EXERCISE DESCRIPTION
Copy the material below word for word, every line of it.

ITEMS
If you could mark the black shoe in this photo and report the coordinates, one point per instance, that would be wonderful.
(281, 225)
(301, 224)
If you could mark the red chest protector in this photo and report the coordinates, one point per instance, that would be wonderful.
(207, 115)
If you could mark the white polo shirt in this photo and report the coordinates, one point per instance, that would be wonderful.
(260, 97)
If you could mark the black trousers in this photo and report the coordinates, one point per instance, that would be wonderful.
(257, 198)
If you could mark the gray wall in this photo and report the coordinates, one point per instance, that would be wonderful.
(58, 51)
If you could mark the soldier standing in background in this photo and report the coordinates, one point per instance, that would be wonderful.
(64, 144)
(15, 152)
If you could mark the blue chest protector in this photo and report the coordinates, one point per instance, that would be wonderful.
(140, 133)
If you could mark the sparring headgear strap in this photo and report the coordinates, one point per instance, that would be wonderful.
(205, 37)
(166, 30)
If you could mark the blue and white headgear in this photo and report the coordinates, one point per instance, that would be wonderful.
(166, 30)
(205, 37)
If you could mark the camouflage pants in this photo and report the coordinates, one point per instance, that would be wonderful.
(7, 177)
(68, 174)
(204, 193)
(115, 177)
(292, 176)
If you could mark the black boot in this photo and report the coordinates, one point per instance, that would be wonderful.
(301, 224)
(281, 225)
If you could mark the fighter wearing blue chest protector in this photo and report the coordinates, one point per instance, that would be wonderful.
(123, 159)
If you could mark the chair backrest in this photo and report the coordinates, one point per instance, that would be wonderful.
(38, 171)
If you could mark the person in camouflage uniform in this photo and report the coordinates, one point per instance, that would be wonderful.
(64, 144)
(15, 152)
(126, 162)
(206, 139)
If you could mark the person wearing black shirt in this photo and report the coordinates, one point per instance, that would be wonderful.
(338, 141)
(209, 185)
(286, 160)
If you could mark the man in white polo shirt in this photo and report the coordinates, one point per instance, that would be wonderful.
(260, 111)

FINAL RESULT
If you could mark the black shoe in this photo and report the coordinates, one point per instance, that would be wonderful.
(281, 225)
(301, 224)
If you could mark the red chest protector in this photo and report the coordinates, one point per instance, that would be wonderful.
(207, 115)
If you could mark the white polo shirt in this photo and report the coordinates, one point per instance, that would be wonderful.
(260, 97)
If you could mark the black trousers in this photo and report the coordinates, one point per instance, that would be wonderful.
(257, 198)
If you could mark the gray wall in this photo and report the coordinates, one point per instance, that would be wonderful.
(58, 51)
If you could mark the soldier standing in background in this photo and report the coordinates, one point per instance, that would be wonderful.
(64, 144)
(15, 152)
If you could mark the blue chest protector in this photo and report the coordinates, one point per instance, that would be wonderful.
(140, 133)
If you could mark the sparring headgear strap in this photo and report the coordinates, one point per instance, that would be wonderful.
(205, 37)
(166, 30)
If you could mark the blue and white headgear in this photo and report the coordinates, one point per instance, that would be wonderful.
(166, 30)
(205, 37)
If you could mark the camouflage pants in this photo and report the coordinates, one point per instance, that would be wonderful.
(7, 177)
(68, 174)
(204, 193)
(115, 177)
(292, 176)
If you could mark the black boot in this photo and report the coordinates, one point per instance, that would be wonderful.
(301, 224)
(281, 225)
If you could mark the fighter wearing blue chest protector in this photo and report the coordinates, one point per instance, that would be wonderful.
(123, 159)
If you could mark the chair backrest in this photo and report the coordinates, one point per instance, that would be wonderful.
(38, 171)
If you could mark the person in camouflage uniform in this photo and report the coordinates, one point per instance, that would be wonderful.
(64, 144)
(15, 152)
(126, 162)
(206, 139)
If you could mark the person wearing black shirt in this photo and report the coordinates, one point per instance, that would be wonderful.
(338, 141)
(209, 185)
(286, 160)
If you could mark the man in white polo shirt in this photo and report the coordinates, one point per instance, that would be wonderful.
(260, 111)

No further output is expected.